§ Document text

++++++++++++++++++++

[llvm] [LoongArch] Lower build_vector to broadcast load if possible (PR #135896)
via llvm-commits
llvm-commits at lists.llvm.org
Wed Apr 16 02:59:07 PDT 2025
https://github.com/tangaac updated https://github.com/llvm/llvm-project/pull/135896
>From 4e18d62eb0497400925017a9178a52fba08c9133 Mon Sep 17 00:00:00 2001
From: tangaac <tangyan01 at loongson.cn>
Date: Wed, 16 Apr 2025 10:01:17 +0800
Subject: [PATCH 1/3] Lower build_vector to broadcast load if possible
---
.../LoongArch/LoongArchISelLowering.cpp | 45 +++++++++++++++++++
.../Target/LoongArch/LoongArchISelLowering.h | 5 ++-
.../Target/LoongArch/LoongArchInstrInfo.td | 9 ++--
.../LoongArch/LoongArchLASXInstrInfo.td | 6 +++
.../Target/LoongArch/LoongArchLSXInstrInfo.td | 19 ++++++++
5 files changed, 80 insertions(+), 4 deletions(-)
diff --git a/llvm/lib/Target/LoongArch/LoongArchISelLowering.cpp b/llvm/lib/Target/LoongArch/LoongArchISelLowering.cpp
index 002d88cbeeba3..8c5e095dea039 100644
--- a/llvm/lib/Target/LoongArch/LoongArchISelLowering.cpp
+++ b/llvm/lib/Target/LoongArch/LoongArchISelLowering.cpp
@@ -1721,6 +1721,47 @@ static bool isConstantOrUndefBUILD_VECTOR(const BuildVectorSDNode *Op) {
return false;
}
+// Lower BUILD_VECTOR as broadcast load (if possible).

++++++++++++++++++++

§ Supplied information
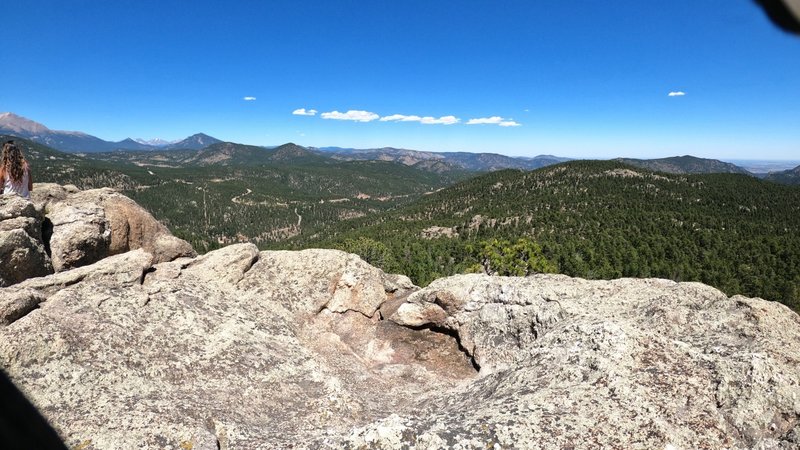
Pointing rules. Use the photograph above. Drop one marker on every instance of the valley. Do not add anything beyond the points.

++++++++++++++++++++

§ Set task
According to the patch message, how many files were changed, and how many insertions and deletions did the change make?

§ Response to this exercise
Five files were changed, with 80 insertions and 4 deletions.